## [What is being asked]
Please write out the listing below again, replacing "Provide one point per instance" with "Give one point for each instance" everywhere and leaving everything else the same. Omit the pictures.

##### Material provided #####

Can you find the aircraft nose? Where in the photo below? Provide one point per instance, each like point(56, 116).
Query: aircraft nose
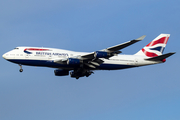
point(4, 56)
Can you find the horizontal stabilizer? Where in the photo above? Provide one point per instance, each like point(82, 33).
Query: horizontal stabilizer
point(160, 57)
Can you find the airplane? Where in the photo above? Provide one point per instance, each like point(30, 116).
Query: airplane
point(80, 64)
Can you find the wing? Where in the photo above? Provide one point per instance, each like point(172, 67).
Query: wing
point(94, 59)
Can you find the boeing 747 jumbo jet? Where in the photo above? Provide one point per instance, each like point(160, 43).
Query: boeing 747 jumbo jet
point(80, 64)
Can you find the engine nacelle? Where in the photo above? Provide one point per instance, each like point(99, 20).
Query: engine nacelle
point(61, 72)
point(73, 61)
point(102, 54)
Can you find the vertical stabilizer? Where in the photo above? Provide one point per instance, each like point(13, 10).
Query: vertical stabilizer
point(155, 47)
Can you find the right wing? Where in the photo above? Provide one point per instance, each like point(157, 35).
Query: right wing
point(94, 59)
point(114, 49)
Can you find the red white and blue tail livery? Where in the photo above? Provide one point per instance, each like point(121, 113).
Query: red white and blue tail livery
point(80, 64)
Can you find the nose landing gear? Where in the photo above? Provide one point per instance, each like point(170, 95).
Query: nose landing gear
point(20, 70)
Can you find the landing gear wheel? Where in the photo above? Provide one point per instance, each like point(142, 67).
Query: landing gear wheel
point(21, 70)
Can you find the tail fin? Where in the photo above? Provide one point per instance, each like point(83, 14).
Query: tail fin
point(155, 47)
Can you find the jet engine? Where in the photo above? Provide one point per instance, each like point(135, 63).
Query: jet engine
point(102, 54)
point(76, 75)
point(61, 72)
point(73, 61)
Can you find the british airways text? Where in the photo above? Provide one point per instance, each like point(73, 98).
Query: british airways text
point(48, 53)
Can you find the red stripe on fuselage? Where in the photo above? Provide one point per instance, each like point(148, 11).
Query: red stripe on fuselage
point(162, 40)
point(149, 54)
point(36, 49)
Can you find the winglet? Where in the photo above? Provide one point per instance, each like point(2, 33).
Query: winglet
point(141, 38)
point(161, 57)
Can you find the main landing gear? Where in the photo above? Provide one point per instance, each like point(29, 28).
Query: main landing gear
point(20, 70)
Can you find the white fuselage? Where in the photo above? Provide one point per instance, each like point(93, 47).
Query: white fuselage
point(35, 56)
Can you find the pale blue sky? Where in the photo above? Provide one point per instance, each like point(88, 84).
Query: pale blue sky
point(145, 93)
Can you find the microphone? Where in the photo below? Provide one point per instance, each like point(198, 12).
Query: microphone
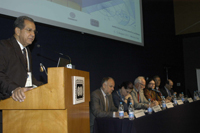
point(39, 46)
point(43, 69)
point(155, 90)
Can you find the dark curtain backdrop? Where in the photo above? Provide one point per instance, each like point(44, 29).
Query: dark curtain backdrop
point(105, 57)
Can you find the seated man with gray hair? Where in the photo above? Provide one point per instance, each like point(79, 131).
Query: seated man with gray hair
point(139, 99)
point(101, 102)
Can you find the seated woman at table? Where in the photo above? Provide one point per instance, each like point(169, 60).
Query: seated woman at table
point(123, 95)
point(151, 93)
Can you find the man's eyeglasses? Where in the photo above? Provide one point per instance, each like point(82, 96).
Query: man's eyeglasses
point(141, 84)
point(30, 30)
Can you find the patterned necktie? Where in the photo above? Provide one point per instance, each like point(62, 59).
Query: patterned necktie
point(138, 96)
point(24, 53)
point(106, 103)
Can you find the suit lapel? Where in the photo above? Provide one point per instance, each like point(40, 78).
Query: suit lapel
point(102, 99)
point(18, 51)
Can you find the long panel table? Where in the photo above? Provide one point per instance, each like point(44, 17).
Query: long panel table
point(180, 119)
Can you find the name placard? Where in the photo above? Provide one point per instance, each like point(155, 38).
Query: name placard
point(139, 113)
point(169, 105)
point(157, 108)
point(180, 102)
point(190, 100)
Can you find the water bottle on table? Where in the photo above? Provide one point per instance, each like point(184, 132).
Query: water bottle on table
point(175, 100)
point(163, 103)
point(182, 97)
point(131, 111)
point(150, 108)
point(121, 111)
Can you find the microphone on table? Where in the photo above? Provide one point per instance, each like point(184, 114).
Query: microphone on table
point(43, 69)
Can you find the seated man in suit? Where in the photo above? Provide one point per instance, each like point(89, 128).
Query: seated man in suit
point(101, 104)
point(138, 95)
point(167, 90)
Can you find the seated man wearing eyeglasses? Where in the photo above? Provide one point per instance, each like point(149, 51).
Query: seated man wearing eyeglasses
point(140, 101)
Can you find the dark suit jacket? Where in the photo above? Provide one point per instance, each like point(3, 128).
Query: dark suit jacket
point(97, 106)
point(164, 92)
point(13, 71)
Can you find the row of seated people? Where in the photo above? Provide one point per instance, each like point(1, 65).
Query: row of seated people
point(105, 101)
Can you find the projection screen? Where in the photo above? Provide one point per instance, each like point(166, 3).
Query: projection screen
point(116, 19)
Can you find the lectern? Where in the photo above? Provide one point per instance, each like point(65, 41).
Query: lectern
point(49, 108)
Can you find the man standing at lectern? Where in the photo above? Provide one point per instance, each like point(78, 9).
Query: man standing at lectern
point(15, 61)
point(102, 102)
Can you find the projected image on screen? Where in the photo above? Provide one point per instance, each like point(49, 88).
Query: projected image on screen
point(116, 19)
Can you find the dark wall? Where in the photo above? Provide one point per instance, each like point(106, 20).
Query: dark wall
point(191, 61)
point(105, 57)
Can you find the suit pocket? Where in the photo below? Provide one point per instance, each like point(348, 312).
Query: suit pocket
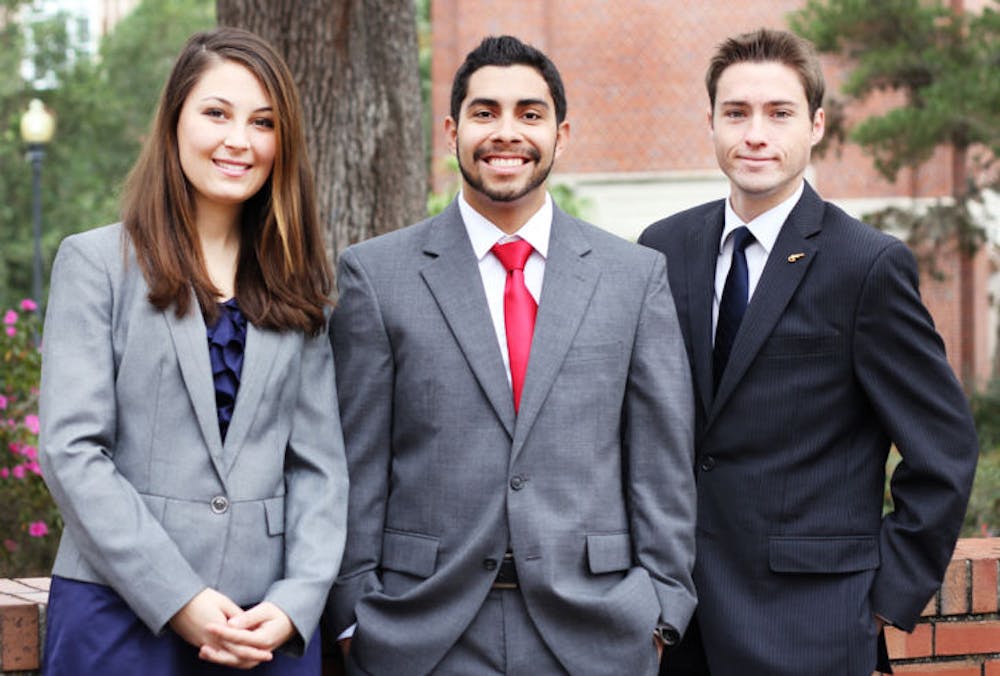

#####

## [Solution to the exercise]
Can you find the aircraft nose? Where in the photo below? Give one point for each instance, each like point(56, 116).
Query: aircraft nose
point(4, 56)
Can you find the horizontal stabilizer? Where in the photo above? Give one point for each instance, each like point(82, 33).
Query: horizontal stabilizer
point(160, 57)
Can you find the airplane? Where in the photo above? Give one point for each instance, each like point(30, 116).
Query: airplane
point(80, 64)
Can you find the wing? Where in the photo above? Give one point for each instance, each like point(172, 67).
Query: wing
point(94, 59)
Can you find the boeing 747 jumbo jet? Where in the photo above? Give one point for each instance, each like point(160, 43).
Query: boeing 747 jumbo jet
point(80, 64)
Can you find the engine nacelle? Where in the photo above? Give one point for each instance, each like point(99, 20).
Query: engine nacelle
point(61, 72)
point(73, 61)
point(102, 54)
Can you find the vertical stabilizer? Where in the photo above? Give one point for each instance, each like point(13, 10).
Query: vertical stabilizer
point(155, 47)
Can you find the right wing? Where in the photo above? Give one point for each instance, each like point(157, 35).
Query: right wing
point(94, 59)
point(114, 49)
Can you find the red white and blue tail livery? Where in the photo above? Give one point for each instance, each like point(121, 113).
Query: red white and blue tail livery
point(80, 64)
Can you find the nose landing gear? Where in the photo above? Give one point for each instance, each like point(170, 95).
Query: nose landing gear
point(20, 70)
Can you find the landing gear wheel? Where in the photo above? Give one point for each instance, each like point(142, 67).
Query: landing gear wheel
point(21, 70)
Can you find the tail fin? Where in the photo above? Give one point for each instance, each like point(83, 14).
Query: tail fin
point(155, 47)
Can you find the jet engine? Where in the photo above? Give one point for each instance, each like point(135, 63).
Query: jet engine
point(102, 54)
point(76, 75)
point(61, 72)
point(73, 61)
Can you find the british airways text? Where in the photo above? Give one point for each instance, each like point(73, 98).
Query: british airways text
point(48, 53)
Can you find the red stripe on fuselage? Where in the photo above? Give one point for each instance, each like point(148, 11).
Query: red stripe on fuselage
point(162, 40)
point(149, 54)
point(36, 49)
Can you find the winglet? Where in the photo above? Give one point for each instance, each like point(2, 33).
Query: winglet
point(141, 38)
point(161, 57)
Can you find the main landing gear? Where in the photo above? Give one point for each instance, each like point(29, 28).
Query: main landing gear
point(20, 70)
Can you find the white fuselage? Where in the photo above? Give one point for each instance, each like point(93, 47).
Query: white fuselage
point(35, 56)
Can you find the pale blue sky? Where in the photo above? Give one point for each instance, each like point(88, 84).
Query: pale blue sky
point(145, 93)
Can you find the microphone? Where in the photo below? Give one point for each instance, each like point(198, 12).
Query: microphone
point(39, 46)
point(43, 69)
point(155, 90)
Can you find the dark curtain backdrop? Where in the photo above? Give one point for each instance, each like point(44, 29).
Query: dark curtain backdrop
point(105, 57)
Can you find the seated man with gray hair? Where in the photo above? Give one point for each instance, each like point(79, 131).
Query: seated man with gray hair
point(139, 99)
point(101, 102)
Can you find the seated woman at table? Where in the photo above? Give one point for each instance, each like point(169, 60).
Query: seated woman at table
point(123, 95)
point(151, 93)
Can you find the man's eyeglasses? Where in the photo above? Give one point for each instance, each like point(82, 96).
Query: man's eyeglasses
point(141, 84)
point(30, 30)
Can you find the patterned necktie? Where in the photo above? Give one point for each instance, each like point(62, 59).
Query: patterned necktie
point(138, 96)
point(24, 53)
point(106, 103)
Can you find the suit lapel? Where in the photo above? Give one point for each instance, each like point(40, 78).
Query: suit lapel
point(102, 99)
point(18, 51)
Can you find the long panel table? Where in the photo above? Give one point for each instance, each like point(44, 17).
Query: long panel table
point(180, 119)
Can you find the name placard? Where in the photo above? Give one point for each instance, each like point(155, 38).
Query: name placard
point(139, 113)
point(169, 105)
point(157, 108)
point(180, 102)
point(190, 100)
Can you find the water bottle on table? Where in the photo above? Give one point for each instance, each like point(184, 132).
Query: water bottle on table
point(175, 100)
point(163, 103)
point(182, 97)
point(131, 111)
point(150, 108)
point(121, 111)
Can you find the microphone on table? Where in the photo above? Give one point for each instance, each like point(184, 114).
Query: microphone on table
point(43, 69)
Can you find the seated man in suit? Where in the photo above? Give one point for each instance, each like point(89, 128).
Query: seated man in suit
point(101, 104)
point(138, 95)
point(167, 90)
Can you find the seated man wearing eyeglasses? Where in the photo above? Give one point for each instance, each like point(149, 51).
Query: seated man wearing eyeglasses
point(140, 101)
Can you find the dark suit jacket? Where in the photo above? Give one point for each instance, each like point(3, 128).
Query: dark suit jacket
point(97, 106)
point(164, 92)
point(13, 71)
Can you find the row of seated people? Where in the photo above? Give one point for each instance, each like point(1, 65).
Query: row of seated people
point(105, 101)
Can you find the projection screen? Where in the photo above? Give one point for each instance, each like point(166, 3).
Query: projection screen
point(116, 19)
Can you find the lectern? Where in the photo above? Give one point for each instance, each like point(65, 41).
Query: lectern
point(49, 108)
Can you find the man standing at lectern? Where in the photo above? Give one point for each instance, each like point(78, 9).
Query: man standing at lectern
point(15, 61)
point(102, 102)
Can you find the projected image on screen? Where in the photo above? Give one point for each instance, each like point(49, 88).
Query: projected image on screen
point(116, 19)
Can you find the dark wall? Where in the photo above? Give one point for each instance, each like point(106, 20).
Query: dark wall
point(191, 61)
point(105, 57)
Can you find the suit pocket? Where in the photo below? Give one point for each instance, each like point(348, 312).
Query: suit pocket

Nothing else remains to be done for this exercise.